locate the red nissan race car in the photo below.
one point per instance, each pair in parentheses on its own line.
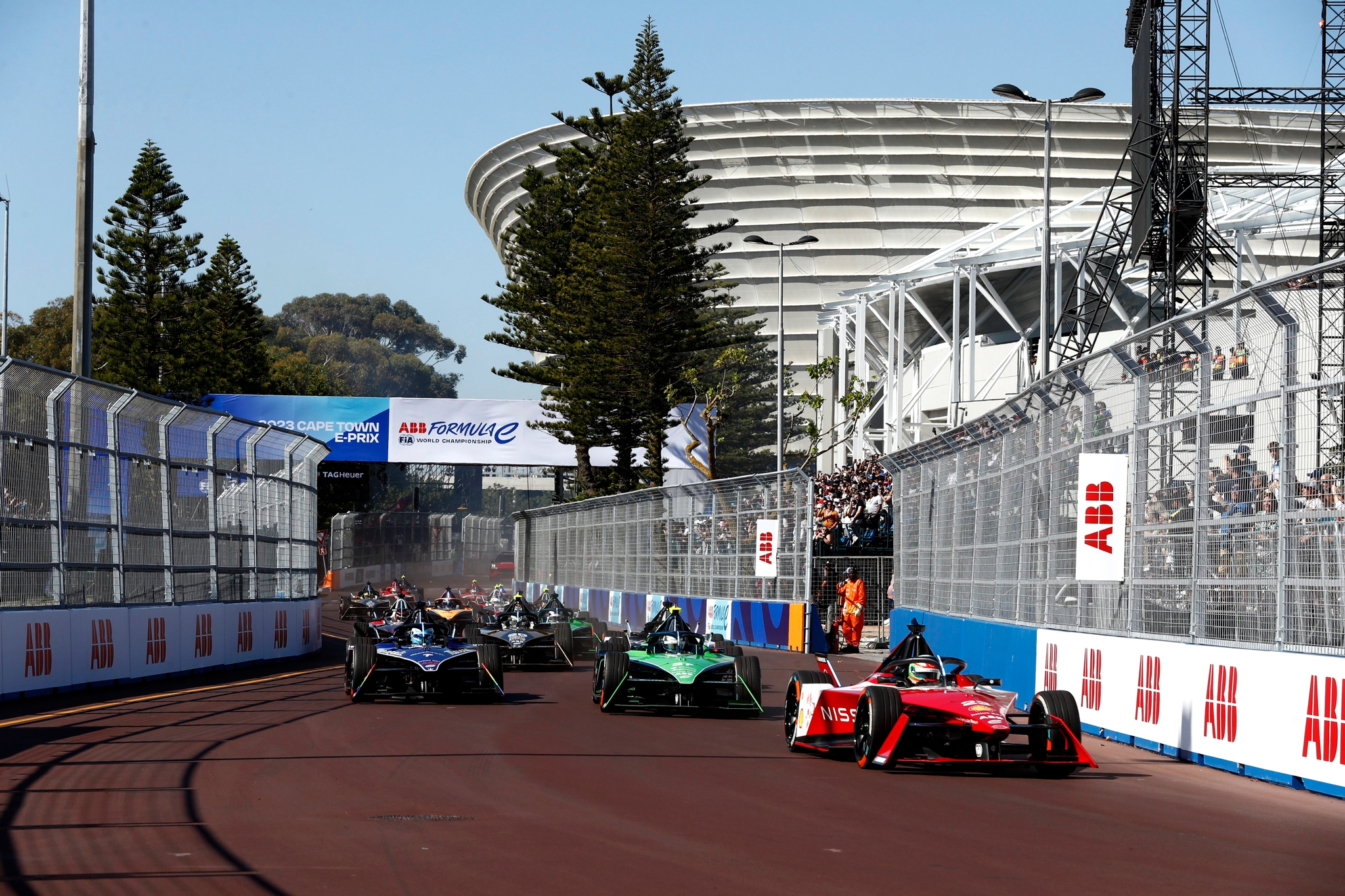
--
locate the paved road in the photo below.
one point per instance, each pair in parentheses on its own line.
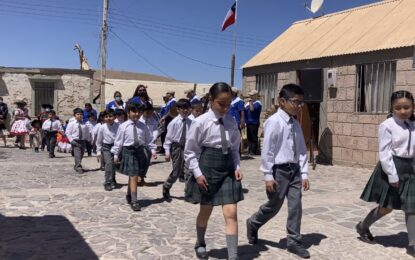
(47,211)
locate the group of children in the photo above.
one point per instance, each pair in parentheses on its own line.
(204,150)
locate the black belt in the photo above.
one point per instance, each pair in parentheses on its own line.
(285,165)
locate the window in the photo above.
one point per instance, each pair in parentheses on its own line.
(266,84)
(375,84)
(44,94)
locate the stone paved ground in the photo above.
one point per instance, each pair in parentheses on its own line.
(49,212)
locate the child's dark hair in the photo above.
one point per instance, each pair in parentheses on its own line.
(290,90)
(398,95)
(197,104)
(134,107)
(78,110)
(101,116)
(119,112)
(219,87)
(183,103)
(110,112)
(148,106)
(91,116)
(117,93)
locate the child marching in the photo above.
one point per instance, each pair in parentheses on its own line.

**Set exercise**: Please pull out every line of the listing above that contains the word "below", keeping the lines in their original order.

**Problem solution**:
locate the red nissan race car in the photo below.
locate the paved road in the photo below.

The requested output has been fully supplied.